■ **PROVIDED TEXT**
Skip to contents

This function conducts a model evaluation based on either on the fitted point data or any supplied independent. Currently only supporting point datasets. For validation of integrated models more work is needed.

Usage

validate(
  mod,
  method = "continuous",
  layer = "mean",
  point = NULL,
  point_column = "observed",
  field_occurrence = NULL,
  ...
)

# S4 method for class 'ANY'
validate(
  mod,
  method = "continuous",
  layer = "mean",
  point = NULL,
  point_column = "observed",
  field_occurrence = NULL,
  ...
)

# S4 method for class 'SpatRaster'
validate(
  mod,
  method = "continuous",
  layer = NULL,
  point = NULL,
  point_column = "observed",
  field_occurrence = NULL,
  ...
)

Arguments

mod

A fitted BiodiversityDistribution object with set predictors. Alternatively one can also provide directly a SpatRaster, however in this case the point layer also needs to be provided.

method

Should the validation be conducted on the continious prediction or a (previously calculated) thresholded layer in binary format? Note that depending on the method different metrics can be computed. See Details.

layer

In case multiple layers exist, which one to use? (Default: 'mean').

point

A sf object with type POINT or MULTIPOINT.

point_column

A character vector with the name of the column containing the independent observations. (Default: 'observed').

field_occurrence

(Deprectated) A character field pointing to the name of the independent observations. Identical to "point_column"

...

Other parameters that are passed on. Currently unused.

Value

Return a tidy tibble with validation results.

Details

The 'validate' function calculates different validation metrics depending on the output type.

The output metrics for each type are defined as follows: (where TP stands for true positive, TN for true negative, FP the false positive and FN the false negative) Continuous:

  • 'n' = Number of observations.

■ **Object point labels**
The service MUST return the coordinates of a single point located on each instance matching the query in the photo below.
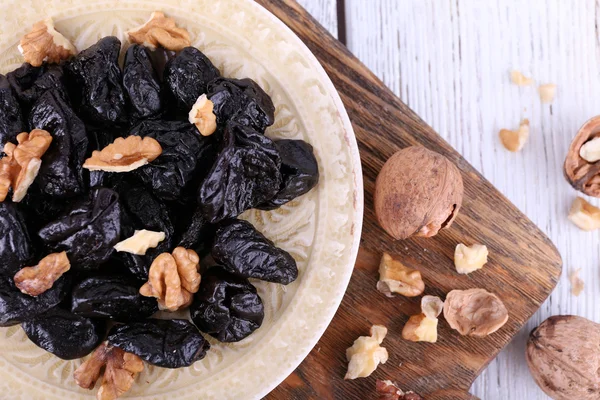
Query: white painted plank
(450, 61)
(324, 11)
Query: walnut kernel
(120, 371)
(366, 353)
(44, 44)
(394, 277)
(584, 215)
(36, 280)
(162, 31)
(140, 242)
(173, 279)
(515, 140)
(124, 155)
(203, 117)
(469, 259)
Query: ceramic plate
(321, 229)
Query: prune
(95, 81)
(88, 230)
(64, 334)
(16, 307)
(61, 173)
(184, 150)
(242, 100)
(114, 297)
(299, 170)
(166, 343)
(244, 251)
(226, 306)
(187, 75)
(15, 244)
(141, 83)
(29, 83)
(11, 120)
(246, 174)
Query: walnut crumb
(203, 117)
(36, 280)
(173, 279)
(140, 242)
(124, 155)
(20, 166)
(120, 370)
(366, 354)
(44, 44)
(162, 31)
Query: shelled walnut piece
(37, 279)
(366, 353)
(44, 44)
(203, 117)
(474, 312)
(423, 327)
(394, 277)
(120, 370)
(162, 31)
(470, 259)
(388, 390)
(21, 165)
(581, 167)
(173, 279)
(124, 155)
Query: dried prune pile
(132, 207)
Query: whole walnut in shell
(417, 192)
(563, 355)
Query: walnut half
(36, 280)
(120, 370)
(173, 279)
(44, 44)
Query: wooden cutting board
(523, 268)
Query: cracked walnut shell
(124, 155)
(582, 168)
(44, 44)
(203, 117)
(37, 279)
(366, 353)
(474, 312)
(394, 277)
(162, 31)
(120, 370)
(173, 279)
(20, 166)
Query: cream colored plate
(321, 229)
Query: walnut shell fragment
(173, 279)
(582, 168)
(120, 370)
(474, 312)
(562, 355)
(395, 277)
(20, 166)
(44, 44)
(37, 279)
(162, 31)
(124, 155)
(417, 192)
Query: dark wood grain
(523, 267)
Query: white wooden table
(449, 60)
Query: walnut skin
(36, 280)
(173, 279)
(417, 192)
(474, 312)
(563, 357)
(582, 174)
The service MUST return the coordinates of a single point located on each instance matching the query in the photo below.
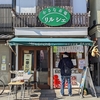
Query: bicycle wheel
(2, 87)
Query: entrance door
(37, 60)
(42, 68)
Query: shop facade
(44, 33)
(41, 54)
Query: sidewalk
(49, 95)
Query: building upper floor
(24, 13)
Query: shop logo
(54, 16)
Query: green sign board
(54, 16)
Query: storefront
(42, 56)
(40, 48)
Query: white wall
(79, 6)
(5, 1)
(26, 6)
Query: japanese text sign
(54, 16)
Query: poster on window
(27, 62)
(81, 63)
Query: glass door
(28, 62)
(42, 68)
(36, 59)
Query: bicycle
(2, 87)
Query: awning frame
(50, 41)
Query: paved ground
(48, 95)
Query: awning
(50, 41)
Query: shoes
(70, 95)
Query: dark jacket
(61, 65)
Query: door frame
(34, 48)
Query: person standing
(65, 65)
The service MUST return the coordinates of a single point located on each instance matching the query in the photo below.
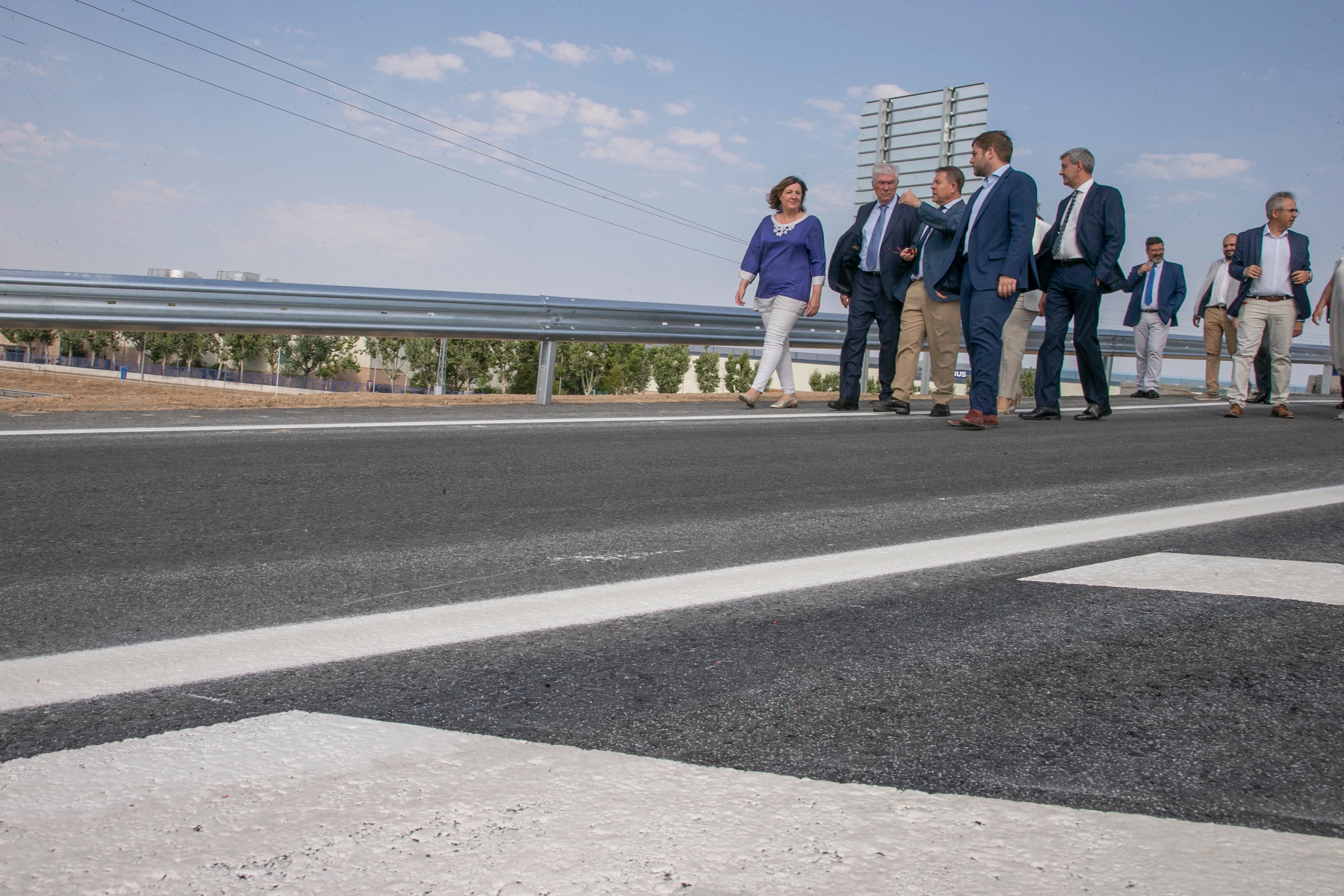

■ **DIRECTION 1**
According to the validate function documentation, what does the function return?
■ **DIRECTION 2**
Write the next part of the validate function documentation, picking up right after its last line.

■ **TASK OUTPUT 1**
A tidy tibble with validation results.

■ **TASK OUTPUT 2**
  • 'rmse' = Root Mean Square Error, $$ \sqrt {\frac{1}{N} \sum_{i=1}^{N} (\hat{y_{i}} - y_{i})^2} $$

  • 'mae' = Mean Absolute Error, $$ \frac{ \sum_{i=1}^{N} y_{i} - x_{i} }{n} $$

  • 'logloss' = Log loss, TBD

  • 'normgini' = Normalized Gini index, TBD

  • 'cont.boyce' = Continuous Boyce index, Ratio of predicted against expected frequency calculated over a moving window: $$\frac{P_{i}{E_{i}} }$$, where $$ P_{i} = \frac{p_{i}}{\sum{j=1}^{b} p_{j} }$$ and $$ E_{i} = \frac{a_{i}}{\sum{j=1}^{b} a_{j} }$$

Discrete:

  • 'n' = Number of observations.

  • 'auc' = Area under the curve, e.g. the integral of a function relating the True positive rate against the false positive rate.

  • 'overall.accuracy' = Overall Accuracy, Average of all positives,$$ \frac{TP + TN}{n} $$

  • 'true.presence.ratio' = True presence ratio or Jaccard index, $$ \frac{TP}{TP+TN+FP+FN} $$

  • 'precision' = Precision, positive detection rate $$ \frac{TP}{TP+FP} $$

  • 'sensitivity' = Sensitivity, Ratio of True positives against all positives, $$ \frac{TP}{TP+FP} $$

  • 'specificity' = Specifivity, Ratio of True negatives against all negatives, $$ \frac{TN}{TN+FN} $$

  • 'tss' = True Skill Statistics, sensitivity + specificity – 1 * 'f1' = F1 Score or Positive predictive value, $$ \frac{2TP}{2TP + FP + FN} $$

  • 'logloss' = Log loss, TBD

  • 'expected.accuracy' = Expected Accuracy, $$ \frac{TP + FP}{N} x \frac{TP + FN}{N} + \frac{TN + FN}{N} x \frac{TN + FP}{N} $$

  • 'kappa' = Kappa value, $$ \frac{2 (TP x TN - FN x FP)}{(TP + FP) x (FP + TN) + (TP + FN) x (FN + TN) } $$,

  • 'brier.score' = Brier score, $$ \frac{ \sum_{i=1}^{N} (y_{i} - x_{i})^{2} }{n} $$, where $$y_{i}$$ is predicted presence or absence and $$x_{i}$$ an observed.

Note

If you use the Boyce Index, please cite the original Hirzel et al. (2006) paper.

References

  • Allouche O., Tsoar A., Kadmon R., (2006). Assessing the accuracy of species distribution models: prevalence, kappa and the true skill statistic (TSS). Journal of Applied Ecology, 43(6), 1223–1232.

  • Liu, C., White, M., Newell, G., 2013. Selecting thresholds for the prediction of species occurrence with presence-only data. J. Biogeogr. 40, 778–789. https://doi.org/10.1111/jbi.12058

  • Hirzel, A. H., Le Lay, G., Helfer, V., Randin, C., & Guisan, A. (2006). Evaluating the ability of habitat suitability models to predict species presences. Ecological modelling, 199(2), 142-152.

Examples

if (FALSE) { # \dontrun{
 # Assuming that mod is a distribution object and has a thresholded layer
 mod <- threshold(mod, method = "TSS")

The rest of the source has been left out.